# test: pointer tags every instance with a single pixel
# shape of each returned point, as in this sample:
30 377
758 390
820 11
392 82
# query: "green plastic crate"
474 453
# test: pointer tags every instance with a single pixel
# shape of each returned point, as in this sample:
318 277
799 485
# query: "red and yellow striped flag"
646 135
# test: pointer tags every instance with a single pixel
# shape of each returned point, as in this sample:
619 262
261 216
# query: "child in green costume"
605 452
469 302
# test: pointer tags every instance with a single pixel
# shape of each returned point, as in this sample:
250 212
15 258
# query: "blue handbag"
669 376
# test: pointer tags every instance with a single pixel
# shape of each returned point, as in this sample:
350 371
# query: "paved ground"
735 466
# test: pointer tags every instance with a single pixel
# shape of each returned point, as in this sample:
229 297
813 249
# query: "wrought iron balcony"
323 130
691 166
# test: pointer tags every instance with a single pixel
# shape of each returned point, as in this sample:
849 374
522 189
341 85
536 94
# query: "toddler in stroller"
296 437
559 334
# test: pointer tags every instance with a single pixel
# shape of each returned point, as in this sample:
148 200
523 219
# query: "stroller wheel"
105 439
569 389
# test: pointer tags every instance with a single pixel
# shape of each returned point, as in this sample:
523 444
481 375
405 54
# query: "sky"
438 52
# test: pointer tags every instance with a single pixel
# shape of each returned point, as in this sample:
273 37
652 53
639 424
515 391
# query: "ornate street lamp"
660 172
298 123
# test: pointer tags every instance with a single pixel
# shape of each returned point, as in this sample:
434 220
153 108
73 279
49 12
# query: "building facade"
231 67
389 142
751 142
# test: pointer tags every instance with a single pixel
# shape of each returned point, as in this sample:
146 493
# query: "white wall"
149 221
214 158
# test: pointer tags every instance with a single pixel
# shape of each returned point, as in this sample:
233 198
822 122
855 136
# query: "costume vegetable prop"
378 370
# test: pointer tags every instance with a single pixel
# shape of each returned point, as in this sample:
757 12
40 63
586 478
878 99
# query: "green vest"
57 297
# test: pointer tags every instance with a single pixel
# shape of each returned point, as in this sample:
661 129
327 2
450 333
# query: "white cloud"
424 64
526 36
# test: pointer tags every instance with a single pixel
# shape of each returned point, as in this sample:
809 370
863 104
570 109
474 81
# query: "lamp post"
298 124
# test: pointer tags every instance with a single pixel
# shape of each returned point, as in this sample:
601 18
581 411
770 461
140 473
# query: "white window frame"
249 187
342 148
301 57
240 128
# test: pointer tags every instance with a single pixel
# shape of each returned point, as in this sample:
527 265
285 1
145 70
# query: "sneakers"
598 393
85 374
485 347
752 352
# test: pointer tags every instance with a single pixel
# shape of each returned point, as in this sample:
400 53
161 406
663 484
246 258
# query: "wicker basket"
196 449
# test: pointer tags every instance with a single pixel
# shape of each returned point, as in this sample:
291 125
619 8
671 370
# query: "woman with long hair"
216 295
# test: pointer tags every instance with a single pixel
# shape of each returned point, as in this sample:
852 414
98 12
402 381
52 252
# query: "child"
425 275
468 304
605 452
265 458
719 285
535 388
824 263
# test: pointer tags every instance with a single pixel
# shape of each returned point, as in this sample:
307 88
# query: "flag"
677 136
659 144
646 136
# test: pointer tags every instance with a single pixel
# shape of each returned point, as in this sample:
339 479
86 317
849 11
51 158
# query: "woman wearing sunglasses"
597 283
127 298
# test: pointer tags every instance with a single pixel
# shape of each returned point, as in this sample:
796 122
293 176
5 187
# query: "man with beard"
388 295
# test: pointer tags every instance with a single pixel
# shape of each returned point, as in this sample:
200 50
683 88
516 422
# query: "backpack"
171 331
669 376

OBJECTIVE »
Give an exact repetition of all the material.

FINISHED EXERCISE »
# test: pointer tags every instance with a single pixel
# shape of each returned point, as in this sample:
30 377
758 390
820 11
392 82
# query: "green plastic crate"
474 453
# test: pointer tags every instance with a single pixel
# shape of each returned point, as in this sample:
318 277
799 485
# query: "red and yellow striped flag"
646 135
# test: pointer tags every instance with a single pixel
# shape of each returned point, as in this sample:
619 262
261 216
# query: "child in green costume"
605 452
469 302
# test: pointer tags every instance with a single pixel
# shape of each returned point, as in this sample:
250 212
15 258
# query: "blue handbag"
669 376
# test: pointer tags every instance with a single pixel
# shape of each returned point, as in this sample:
350 371
# query: "paved ground"
735 466
# test: pointer tags every instance with a single pixel
# shape of each returned point, as in this sample:
229 297
813 249
# query: "wrought iron balcony"
323 130
691 166
# test: pointer tags every instance with a single pixel
# shape of each returned point, as in this sample:
849 374
522 189
341 85
536 94
# query: "toddler in stroller"
296 437
559 334
# test: pointer tags every instance with a single pixel
# shape of each returned point, as in this sample:
148 200
523 219
# query: "stroller wheel"
105 439
569 389
# test: pointer tags every instance with a single pixel
# shape of each returned point, as in this sample:
523 444
481 375
405 54
# query: "sky"
438 52
# test: pointer tags every instance with a single pixel
# shape of each returned point, as in this sample:
273 37
652 53
639 424
515 391
# query: "ornate street lamp"
660 172
298 123
# test: pointer tags every instance with a single pixel
# shape of each returned point, as in this sample:
434 220
153 108
73 279
49 12
# query: "building facade"
231 67
389 142
751 142
# test: pointer tags every instance with a single pixel
# shape of each returned point, as in this sample:
146 493
# query: "white wall"
149 221
214 158
# test: pointer tags every instance with a single pixel
# shape of each returned point, as in this sample:
233 198
822 122
855 136
# query: "costume vegetable prop"
378 370
# test: pointer tags every instance with a single pixel
# shape of each returned point, as in this sample:
757 12
40 63
586 478
878 99
# query: "green vest"
57 297
# test: pointer tags every instance with a single pixel
# shape of each returned point, as in this sample:
661 129
327 2
450 333
# query: "white cloud"
424 64
526 36
# test: pointer tags every instance with a single pixel
# shape of each returned point, as in this sample:
809 370
863 104
570 109
474 81
# query: "lamp post"
298 124
# test: pointer tags every instance with a single pixel
# shape of each returned point, as in this sample:
601 18
581 411
770 461
140 473
# query: "white window frame"
249 187
342 148
301 57
240 128
# test: pointer tags every instance with a single pixel
# shape of each returned point, as in this sample:
527 265
285 1
145 70
# query: "sneakers"
598 393
85 374
485 347
752 352
# test: pointer tags every instance with a single pixel
# shape of each returned point, as in this sample:
400 53
161 406
663 484
246 258
# query: "wicker basket"
196 449
# test: pointer tags every instance with a single pixel
# shape of each returned point, as in this sample:
291 125
619 8
671 370
# query: "woman with long hair"
216 295
# test: pointer tags every instance with a single pixel
# shape of each returned point, as in this sample:
852 414
98 12
402 381
52 252
# query: "child"
425 275
468 304
605 452
265 458
719 285
535 388
824 263
# test: pointer tags every instance with a single pixel
# shape of each returned point, as in this sample:
307 88
# query: "flag"
677 136
659 144
646 136
# test: pointer tags every instance with a single pixel
# shape of each returned point, as in this sample:
339 479
86 317
849 11
51 158
# query: "woman wearing sunglasses"
597 283
127 298
# test: pointer tags every instance with a single pixel
# shape of each returned point, as in this sample:
796 122
293 176
5 187
# query: "man with beard"
388 295
# test: pointer tags every instance with a single pixel
# shape of each returned point, as in this sample:
200 50
683 88
516 422
# query: "backpack"
171 331
669 376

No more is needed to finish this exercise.